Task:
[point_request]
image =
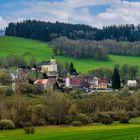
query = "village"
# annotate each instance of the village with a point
(46, 76)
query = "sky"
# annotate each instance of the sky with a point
(97, 13)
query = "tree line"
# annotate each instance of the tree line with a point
(79, 48)
(47, 31)
(98, 50)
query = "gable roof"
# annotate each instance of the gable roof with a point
(44, 63)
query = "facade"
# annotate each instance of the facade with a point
(94, 83)
(131, 83)
(102, 84)
(49, 66)
(46, 83)
(74, 82)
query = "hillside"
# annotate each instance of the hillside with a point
(43, 51)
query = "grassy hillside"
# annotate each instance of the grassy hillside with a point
(97, 132)
(42, 51)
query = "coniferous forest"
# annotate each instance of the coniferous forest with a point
(46, 31)
(81, 41)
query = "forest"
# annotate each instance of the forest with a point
(99, 50)
(46, 31)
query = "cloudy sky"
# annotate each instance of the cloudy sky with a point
(92, 12)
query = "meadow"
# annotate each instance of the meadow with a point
(43, 51)
(115, 131)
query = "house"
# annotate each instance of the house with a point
(48, 66)
(74, 82)
(131, 83)
(102, 84)
(93, 83)
(46, 83)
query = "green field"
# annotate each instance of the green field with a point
(94, 132)
(43, 51)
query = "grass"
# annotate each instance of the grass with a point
(94, 132)
(43, 51)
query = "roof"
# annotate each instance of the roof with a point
(44, 63)
(45, 81)
(41, 81)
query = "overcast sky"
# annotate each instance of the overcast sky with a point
(92, 12)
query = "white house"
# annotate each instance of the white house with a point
(131, 83)
(49, 66)
(94, 82)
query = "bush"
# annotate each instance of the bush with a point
(84, 119)
(132, 114)
(6, 124)
(76, 123)
(103, 118)
(9, 92)
(124, 120)
(29, 130)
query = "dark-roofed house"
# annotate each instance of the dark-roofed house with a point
(48, 66)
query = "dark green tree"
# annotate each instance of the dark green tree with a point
(72, 70)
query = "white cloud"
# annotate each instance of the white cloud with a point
(3, 22)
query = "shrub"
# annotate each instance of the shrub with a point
(132, 114)
(9, 92)
(124, 120)
(84, 119)
(29, 130)
(32, 130)
(6, 124)
(76, 123)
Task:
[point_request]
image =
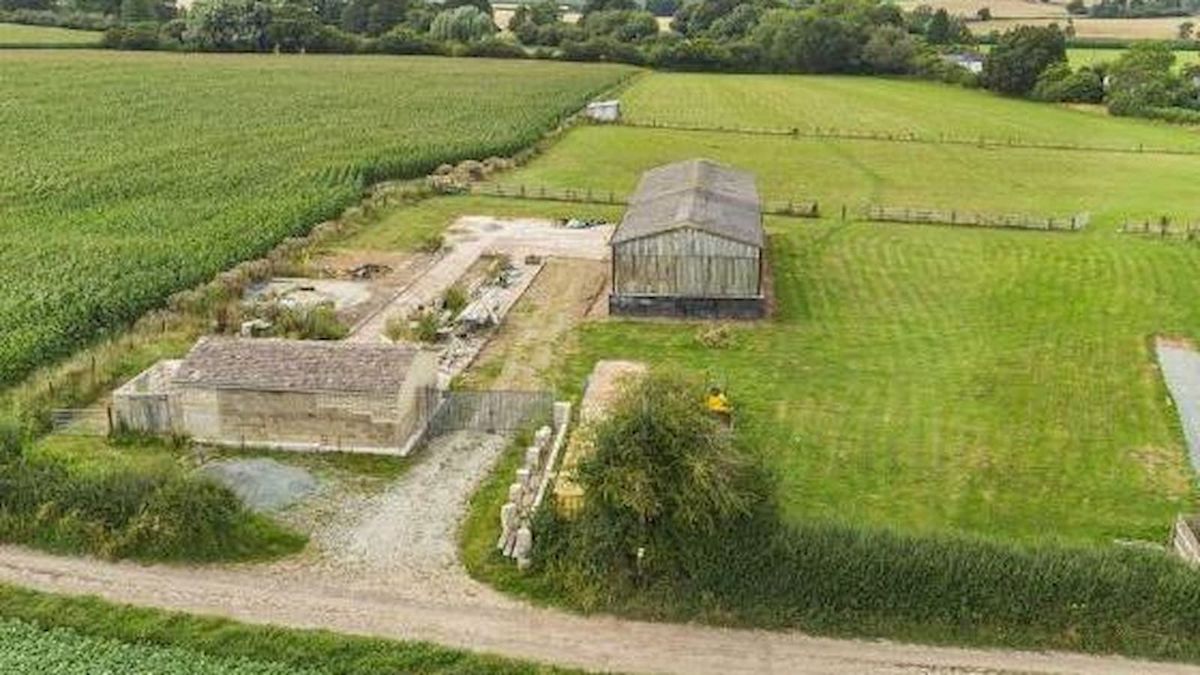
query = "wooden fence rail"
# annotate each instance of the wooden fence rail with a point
(972, 219)
(804, 209)
(912, 137)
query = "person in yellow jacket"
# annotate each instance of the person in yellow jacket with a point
(719, 405)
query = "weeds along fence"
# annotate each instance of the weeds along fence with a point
(912, 137)
(807, 209)
(609, 197)
(1011, 221)
(1163, 228)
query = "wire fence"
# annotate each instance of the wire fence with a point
(807, 209)
(913, 137)
(82, 422)
(972, 219)
(1163, 228)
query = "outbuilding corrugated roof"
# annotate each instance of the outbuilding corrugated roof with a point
(699, 193)
(271, 364)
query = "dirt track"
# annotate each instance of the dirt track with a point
(520, 631)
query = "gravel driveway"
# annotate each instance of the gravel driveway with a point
(405, 538)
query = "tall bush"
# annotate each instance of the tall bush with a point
(462, 24)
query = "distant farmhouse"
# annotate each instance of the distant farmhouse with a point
(287, 394)
(690, 245)
(967, 60)
(604, 111)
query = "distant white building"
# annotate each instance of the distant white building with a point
(967, 60)
(604, 111)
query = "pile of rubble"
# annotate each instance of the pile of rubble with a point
(529, 488)
(457, 178)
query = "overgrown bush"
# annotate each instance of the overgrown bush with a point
(664, 479)
(143, 36)
(133, 513)
(1060, 83)
(455, 299)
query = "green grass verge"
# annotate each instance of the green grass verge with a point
(137, 500)
(280, 650)
(1110, 186)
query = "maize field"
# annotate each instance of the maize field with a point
(130, 177)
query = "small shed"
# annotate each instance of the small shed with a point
(690, 245)
(288, 394)
(604, 111)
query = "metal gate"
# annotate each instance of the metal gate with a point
(493, 412)
(82, 422)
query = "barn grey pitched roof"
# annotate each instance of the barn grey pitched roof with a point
(295, 365)
(699, 193)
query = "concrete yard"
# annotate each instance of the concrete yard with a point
(466, 242)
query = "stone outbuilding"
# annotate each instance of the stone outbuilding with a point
(287, 394)
(690, 245)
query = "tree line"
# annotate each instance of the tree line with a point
(805, 36)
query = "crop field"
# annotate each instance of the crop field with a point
(999, 9)
(933, 378)
(21, 35)
(1087, 57)
(898, 107)
(129, 177)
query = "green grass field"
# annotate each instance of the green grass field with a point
(1087, 57)
(21, 35)
(133, 175)
(1111, 186)
(930, 378)
(882, 106)
(65, 635)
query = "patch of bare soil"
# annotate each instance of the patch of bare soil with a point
(385, 273)
(540, 327)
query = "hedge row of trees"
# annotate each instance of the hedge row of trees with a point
(827, 36)
(1141, 82)
(844, 36)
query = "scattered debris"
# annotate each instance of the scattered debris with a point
(367, 272)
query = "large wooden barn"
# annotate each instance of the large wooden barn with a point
(690, 245)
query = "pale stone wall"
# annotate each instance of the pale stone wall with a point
(287, 418)
(423, 375)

--------

*INSTRUCTIONS TO FOLLOW*
For each line above, output its wording exactly and leave out any picture.

*ANSWER FOR THIS EXERCISE*
Task:
[point_request]
image =
query = "village"
# annotate each instance of the village with a point
(46, 76)
query = "sky"
# annotate each instance of the sky with a point
(97, 13)
query = "tree line"
# annotate each instance of the tree line with a point
(79, 48)
(47, 31)
(98, 50)
query = "gable roof"
# annotate each instance of the gable roof with a point
(44, 63)
query = "facade"
# annotate each instance of the facade with a point
(94, 83)
(131, 83)
(102, 84)
(49, 66)
(46, 83)
(74, 82)
query = "hillside"
# annotate each instance of the hillside with a point
(43, 51)
query = "grassy hillside"
# annotate each instance of the grassy hillside with a point
(97, 132)
(42, 51)
query = "coniferous forest"
# annotate each instance of the coniferous forest with a point
(46, 31)
(81, 41)
query = "forest"
# annotate each instance of the forest with a point
(99, 50)
(46, 31)
query = "cloudy sky"
# annotate each instance of the cloudy sky with a point
(92, 12)
query = "meadow"
# annotate each instance of the meadow with a point
(43, 51)
(115, 131)
query = "house"
# annotate each instance of the house with a point
(48, 66)
(74, 82)
(131, 83)
(102, 84)
(93, 83)
(46, 83)
query = "green field"
# annotate each instance of the green field with a point
(94, 132)
(43, 51)
query = "grass"
# annotate each instance of the grass with a point
(94, 132)
(43, 51)
query = "roof"
# annotate each instance of the roof with a point
(44, 63)
(45, 81)
(41, 81)
query = "overcast sky"
# annotate each instance of the overcast sky with a point
(92, 12)
query = "white house"
# annotate each instance of the white house with a point
(131, 83)
(49, 66)
(94, 82)
query = "bush"
# annotate each instance of the bush with a point
(84, 119)
(132, 114)
(6, 124)
(76, 123)
(103, 118)
(9, 92)
(124, 120)
(29, 130)
query = "dark-roofed house"
# annotate each instance of the dark-roofed house with a point
(48, 66)
query = "dark green tree"
# annotate each instance of the dark green tree with a point
(72, 70)
query = "white cloud"
# annotate each instance of the white cloud with a point
(3, 22)
query = "shrub"
# annotate each instance of the shrub with a point
(132, 114)
(9, 92)
(124, 120)
(84, 119)
(29, 130)
(32, 130)
(6, 124)
(76, 123)
Task:
[point_request]
image =
query = "wooden fence rail"
# annotate each instance of the wooden fence rail with a point
(972, 219)
(804, 209)
(912, 137)
query = "person in yellow jacket"
# annotate each instance of the person in yellow jacket with a point
(719, 405)
query = "weeds along fence"
# annotate each instance of the weeds along fence with a point
(912, 137)
(807, 209)
(609, 197)
(1011, 221)
(1163, 228)
query = "wire fence"
# annotate each instance of the wire fence with a point
(807, 209)
(913, 137)
(82, 422)
(972, 219)
(1163, 228)
query = "outbuilding corrugated roof"
# annotate each instance of the outbuilding corrugated roof with a point
(699, 193)
(271, 364)
query = "dirt track"
# annotate each instance of the dirt track with a point
(520, 631)
query = "gravel driveway"
# annotate each instance of the gravel driveway with a point
(405, 538)
query = "tall bush"
# annotate each instance of the tall bush with a point
(462, 24)
query = "distant farmhouse"
# annotate each instance of the distant farmhouse with a point
(287, 394)
(690, 245)
(967, 60)
(604, 111)
query = "distant white building"
# annotate each instance of the distant white building with a point
(967, 60)
(604, 111)
query = "pile of rubble"
# annotate each instance of the pile of rubble with a point
(529, 488)
(457, 178)
query = "overgrown bush"
# annotate each instance of the overgrown bush with a point
(664, 479)
(143, 36)
(133, 513)
(1060, 83)
(455, 299)
query = "green grass verge"
# annotate each instance of the green grass verge with a point
(137, 500)
(280, 650)
(1110, 186)
query = "maize field"
# annotate each instance of the maize field with a point
(130, 177)
query = "small shed"
# annotate each instance of the small shed with a point
(690, 245)
(288, 394)
(604, 111)
query = "metal gate"
# annotate each instance of the metal gate with a point
(493, 412)
(82, 422)
query = "barn grey pitched roof"
# annotate each instance of the barn grey pitched roof with a point
(295, 365)
(699, 193)
query = "concrete yard"
# annotate each instance of the concrete yard with a point
(466, 242)
query = "stone outbuilding"
# annotate each instance of the stone outbuilding with a point
(287, 394)
(690, 245)
query = "tree line"
# annotate each instance of the tree line with a point
(805, 36)
query = "crop field"
# annotate each instance of the crop field with a point
(999, 9)
(933, 378)
(21, 35)
(1087, 57)
(898, 107)
(129, 177)
query = "green grass field"
# annotate each instance of the green grass field with a point
(1087, 57)
(21, 35)
(133, 175)
(1111, 186)
(930, 378)
(882, 106)
(65, 635)
query = "patch of bare soil"
# annotate each instance of the patch of bare soil with a point
(385, 273)
(540, 327)
query = "hedge row of trees"
# annotate each instance of the hedge row of trees with a point
(827, 36)
(1141, 82)
(844, 36)
query = "scattered debris"
# annotate each instance of the scattered debris with a point
(367, 272)
query = "large wooden barn"
# annotate each instance of the large wooden barn with a point
(690, 245)
query = "pale stone wall"
# annotate each instance of the pale stone wall with a point
(287, 418)
(423, 375)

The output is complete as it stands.